DOCUMENT TEXT →
(begin)

Interviews were semi-structured, with prepared and emergent questions that allowed the interviewer to lead each interview based on participant responses. When participants described experiences or offered insights and opinions, the interviewer reframed the response as a recommendation for the freshwater science sector and asked for feedback. The participant would then agree or disagree with the interviewer’s interpretation and could add further clarification. Interviews were conducted online, and audio was recorded using Microsoft Teams. The audio files were uploaded to Otter.ai (Otter.ai Inc., Mountain View, CA, USA) for transcription [41]. Transcripts were edited in Otter.ai, and, when necessary, recordings were used to confirm the accuracy of the transcripts. The transcripts were reviewed to identify where participants offered insights and opinions that could be framed as recommendations for the freshwater science sector.
For each interview, recommendations, along with quotes from the transcript that supported them, were documented in an interview summary document. The summary document and the full interview transcript were sent to the participant for their review prior to analysis. While participant validation is not necessary in RTA, it is commonly used in thematic analysis to avoid misinterpretations [35]. We asked participants to review specific recommendations captured from their interviews, not the final recommendations we developed from interpreting the collection of recommendations from all of the interviews. Thus, our final recommendations were a product of our interpretive work, which is an appropriate outcome from RTA [35].

(end)

DATA EXCERPTS →
(begin)

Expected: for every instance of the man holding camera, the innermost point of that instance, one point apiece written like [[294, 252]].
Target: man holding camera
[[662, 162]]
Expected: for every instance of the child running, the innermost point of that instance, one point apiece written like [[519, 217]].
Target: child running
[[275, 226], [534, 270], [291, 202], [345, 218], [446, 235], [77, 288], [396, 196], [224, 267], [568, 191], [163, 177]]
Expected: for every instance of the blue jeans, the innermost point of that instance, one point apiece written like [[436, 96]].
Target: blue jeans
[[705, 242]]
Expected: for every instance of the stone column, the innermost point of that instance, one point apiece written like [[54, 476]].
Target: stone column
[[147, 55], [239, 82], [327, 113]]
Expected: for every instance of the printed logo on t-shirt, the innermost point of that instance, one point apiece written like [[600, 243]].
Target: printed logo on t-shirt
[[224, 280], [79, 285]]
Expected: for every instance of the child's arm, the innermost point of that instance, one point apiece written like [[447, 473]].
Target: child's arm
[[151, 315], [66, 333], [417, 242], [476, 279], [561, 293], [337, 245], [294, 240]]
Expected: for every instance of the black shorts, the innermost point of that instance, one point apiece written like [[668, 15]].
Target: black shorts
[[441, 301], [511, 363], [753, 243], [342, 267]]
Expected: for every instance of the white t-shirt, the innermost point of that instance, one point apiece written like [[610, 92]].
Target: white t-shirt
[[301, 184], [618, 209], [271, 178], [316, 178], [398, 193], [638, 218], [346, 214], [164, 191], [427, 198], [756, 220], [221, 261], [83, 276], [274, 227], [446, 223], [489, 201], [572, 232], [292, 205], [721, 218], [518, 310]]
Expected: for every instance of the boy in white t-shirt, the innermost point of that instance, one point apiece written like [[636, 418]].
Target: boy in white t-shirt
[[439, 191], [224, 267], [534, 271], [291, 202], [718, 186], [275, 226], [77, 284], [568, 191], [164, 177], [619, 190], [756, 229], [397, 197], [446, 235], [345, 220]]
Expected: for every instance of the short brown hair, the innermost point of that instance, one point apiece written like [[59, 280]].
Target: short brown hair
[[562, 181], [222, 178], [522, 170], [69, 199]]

(end)

GIVEN REQUEST →
Reproduce the passage on interview methods, beginning at the words "For each interview, recommendations, along" and ending after "from RTA [35].".

FULL SOLUTION →
For each interview, recommendations, along with quotes from the transcript that supported them, were documented in an interview summary document. The summary document and the full interview transcript were sent to the participant for their review prior to analysis. While participant validation is not necessary in RTA, it is commonly used in thematic analysis to avoid misinterpretations [35]. We asked participants to review specific recommendations captured from their interviews, not the final recommendations we developed from interpreting the collection of recommendations from all of the interviews. Thus, our final recommendations were a product of our interpretive work, which is an appropriate outcome from RTA [35].